Dans Freischütz, il y a tous les ingrédients que nous pourrions attendre d’un opéra à qui va comme un gant la définition de premier opéra romantique allemand.
Ils sont tous d’accord : les manuels d’histoire de la musique soulignent invariablement qu’avec cet opéra Weber a marqué d’une pierre blanche le romantisme allemand en musique, avant que sur les routes parcourues par Lortzing, Marschner, Spohr, Hoffmann, Kreutzer, Lindpaintner, Reissiger ( pour ne citer que ceux dont on peut espérer croiser un opéra sur scène dans une vie de pérégrinations musicales), la révolution wagnérienne ne marquât la nouvelle frontière de l’Empire. Wagner lui-même ne cessa à chaque occasion d’honorer la mémoire de Weber.
Il catalogo è questo : chasseurs, forêts de Bohème, paysans, princes, yodel, gardes-forestiers qui espèrent au paradis, chasseurs qui se recommandent de l’Enfer, balles de fusil ensorcelées forgées en des antres terribles, saints ermites, rédemption par la grâce de vierges, et tant de thèmes encore qui ont contribué à la fortune de l’opéra depuis la première berlinoise de 1821.

CONSIGNE A> Indiquez combien de lignes de la liste contiennent la chaîne "floor", en respectant la casse. Donnez uniquement le nombre.

EXTRAIT DES DONNÉES>
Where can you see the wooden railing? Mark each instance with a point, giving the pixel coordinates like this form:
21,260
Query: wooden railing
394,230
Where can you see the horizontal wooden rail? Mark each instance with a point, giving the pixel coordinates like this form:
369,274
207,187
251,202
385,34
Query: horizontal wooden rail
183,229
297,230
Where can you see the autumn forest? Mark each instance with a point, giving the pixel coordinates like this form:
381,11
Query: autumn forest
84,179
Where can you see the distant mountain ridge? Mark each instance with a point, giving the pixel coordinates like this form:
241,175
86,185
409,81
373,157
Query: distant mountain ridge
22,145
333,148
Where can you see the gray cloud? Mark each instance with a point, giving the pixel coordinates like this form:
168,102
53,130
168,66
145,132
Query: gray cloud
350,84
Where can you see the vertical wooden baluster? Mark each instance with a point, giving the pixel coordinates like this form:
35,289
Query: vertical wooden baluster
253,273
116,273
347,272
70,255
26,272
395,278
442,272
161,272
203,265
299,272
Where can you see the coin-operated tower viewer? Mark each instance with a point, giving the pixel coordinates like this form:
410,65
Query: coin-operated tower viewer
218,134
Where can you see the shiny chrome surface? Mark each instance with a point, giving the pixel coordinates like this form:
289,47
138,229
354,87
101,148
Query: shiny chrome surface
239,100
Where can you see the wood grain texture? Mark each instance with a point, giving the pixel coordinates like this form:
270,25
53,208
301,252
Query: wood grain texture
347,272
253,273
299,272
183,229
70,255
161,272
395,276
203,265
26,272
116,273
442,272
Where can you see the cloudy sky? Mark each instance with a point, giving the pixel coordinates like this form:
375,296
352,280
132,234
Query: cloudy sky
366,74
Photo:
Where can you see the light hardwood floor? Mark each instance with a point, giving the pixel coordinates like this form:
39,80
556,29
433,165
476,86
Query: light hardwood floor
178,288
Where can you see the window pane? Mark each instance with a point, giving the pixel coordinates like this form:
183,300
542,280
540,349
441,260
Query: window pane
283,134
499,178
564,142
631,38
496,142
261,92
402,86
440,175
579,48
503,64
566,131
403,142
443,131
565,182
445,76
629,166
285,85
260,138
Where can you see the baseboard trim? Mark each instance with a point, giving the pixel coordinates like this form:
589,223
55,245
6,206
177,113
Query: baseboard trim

---

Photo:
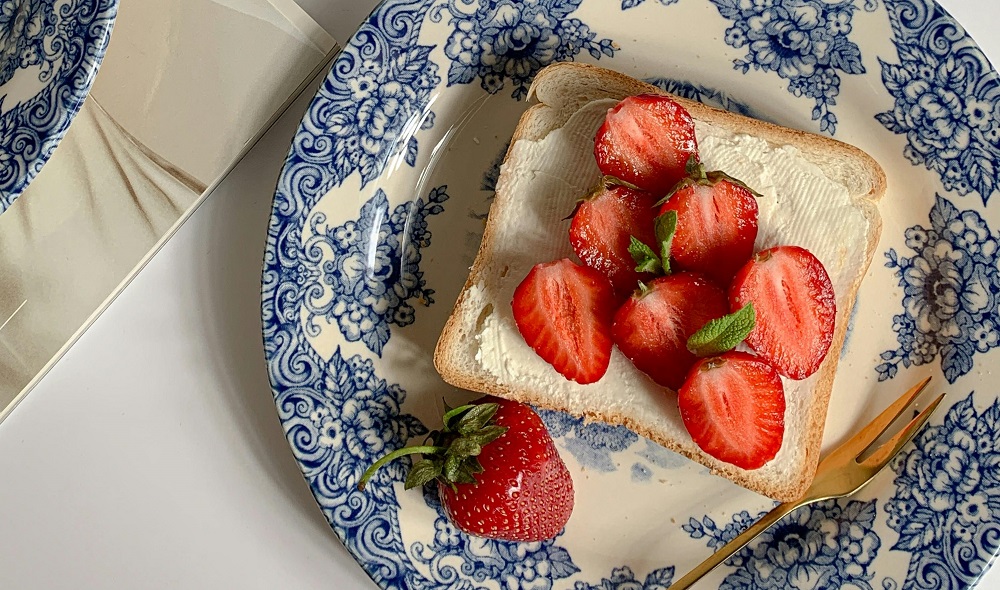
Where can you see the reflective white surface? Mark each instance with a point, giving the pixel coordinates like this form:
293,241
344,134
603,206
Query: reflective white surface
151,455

CONSIGNE B>
Répondez brièvement à ces questions sur le texte consacré au Freischütz :
(i) En quelle année et dans quelle ville a eu lieu la première de l'opéra ?
(ii) Quel compositeur a, selon les manuels, marqué d'une pierre blanche le romantisme allemand avec cet opéra ?
(iii) Qui n'a cessé d'honorer la mémoire de ce compositeur à chaque occasion ?

RÉPONSE COMPLÈTE A> 2

RÉPONSE COMPLÈTE B>
(i) En 1821, à Berlin.
(ii) Weber.
(iii) Wagner.